:: Exercise ::
Print all records exactly, leaving nothing out.
— Start Record extracts —
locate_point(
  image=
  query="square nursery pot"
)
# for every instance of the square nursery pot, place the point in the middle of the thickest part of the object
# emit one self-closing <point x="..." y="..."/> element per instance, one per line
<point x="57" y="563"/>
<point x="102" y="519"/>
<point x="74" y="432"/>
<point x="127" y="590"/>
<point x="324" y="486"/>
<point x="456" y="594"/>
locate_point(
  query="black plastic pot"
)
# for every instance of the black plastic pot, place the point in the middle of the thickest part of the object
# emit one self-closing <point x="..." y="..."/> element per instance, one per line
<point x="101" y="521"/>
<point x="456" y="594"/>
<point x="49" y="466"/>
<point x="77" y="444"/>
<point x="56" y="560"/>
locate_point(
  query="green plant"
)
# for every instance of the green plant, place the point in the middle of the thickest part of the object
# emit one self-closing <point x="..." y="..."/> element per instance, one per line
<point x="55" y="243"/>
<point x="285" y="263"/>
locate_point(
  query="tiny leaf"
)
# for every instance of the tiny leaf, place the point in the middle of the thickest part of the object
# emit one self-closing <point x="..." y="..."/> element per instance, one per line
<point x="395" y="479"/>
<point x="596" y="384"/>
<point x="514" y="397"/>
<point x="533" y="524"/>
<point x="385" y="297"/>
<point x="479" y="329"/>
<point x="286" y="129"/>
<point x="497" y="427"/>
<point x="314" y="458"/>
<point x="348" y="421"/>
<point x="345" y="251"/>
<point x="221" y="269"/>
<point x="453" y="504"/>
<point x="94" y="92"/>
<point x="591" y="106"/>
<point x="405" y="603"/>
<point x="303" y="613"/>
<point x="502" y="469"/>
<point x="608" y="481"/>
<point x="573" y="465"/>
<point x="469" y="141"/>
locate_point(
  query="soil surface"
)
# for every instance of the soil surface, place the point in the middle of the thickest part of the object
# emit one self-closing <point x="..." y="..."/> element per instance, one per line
— End Record extracts —
:: Correct output ::
locate_point(
  image=
  query="square nursery pot"
)
# for every instance of the square nursery pot, place the point in the middle of the thickest part of the object
# emit one self-closing <point x="..." y="..."/> element per instance, one per line
<point x="57" y="563"/>
<point x="102" y="519"/>
<point x="74" y="432"/>
<point x="127" y="590"/>
<point x="324" y="486"/>
<point x="456" y="594"/>
locate_point(
  query="black plastic pot"
)
# for every instance of the black plastic pot, place the point in the middle of the thickest part of the object
# emit one self-closing <point x="..." y="..."/> element per instance, one per line
<point x="101" y="521"/>
<point x="456" y="594"/>
<point x="49" y="466"/>
<point x="77" y="444"/>
<point x="56" y="560"/>
locate_point(
  query="green plant"
)
# for every instance of the green plant, place the point in the middle of the thickest part of the object
# emit one self-closing <point x="..." y="..."/> element per instance, one per line
<point x="55" y="243"/>
<point x="285" y="263"/>
locate_point(
  query="tiny leaf"
)
# for every instance of the tiny leaf, place the point in the middle of the thickest part of the object
# emit one self-closing <point x="..." y="..."/> element per instance, one per line
<point x="395" y="479"/>
<point x="596" y="384"/>
<point x="514" y="397"/>
<point x="533" y="524"/>
<point x="385" y="297"/>
<point x="479" y="329"/>
<point x="286" y="129"/>
<point x="497" y="427"/>
<point x="314" y="458"/>
<point x="348" y="421"/>
<point x="345" y="251"/>
<point x="221" y="269"/>
<point x="453" y="504"/>
<point x="94" y="92"/>
<point x="591" y="106"/>
<point x="405" y="603"/>
<point x="303" y="613"/>
<point x="502" y="469"/>
<point x="608" y="481"/>
<point x="573" y="465"/>
<point x="469" y="141"/>
locate_point(
  query="soil surface"
)
# for every instance of the soil surface, place the point in the middle of the thickest part of the object
# emit one self-closing <point x="..." y="..."/> element per instance, one per line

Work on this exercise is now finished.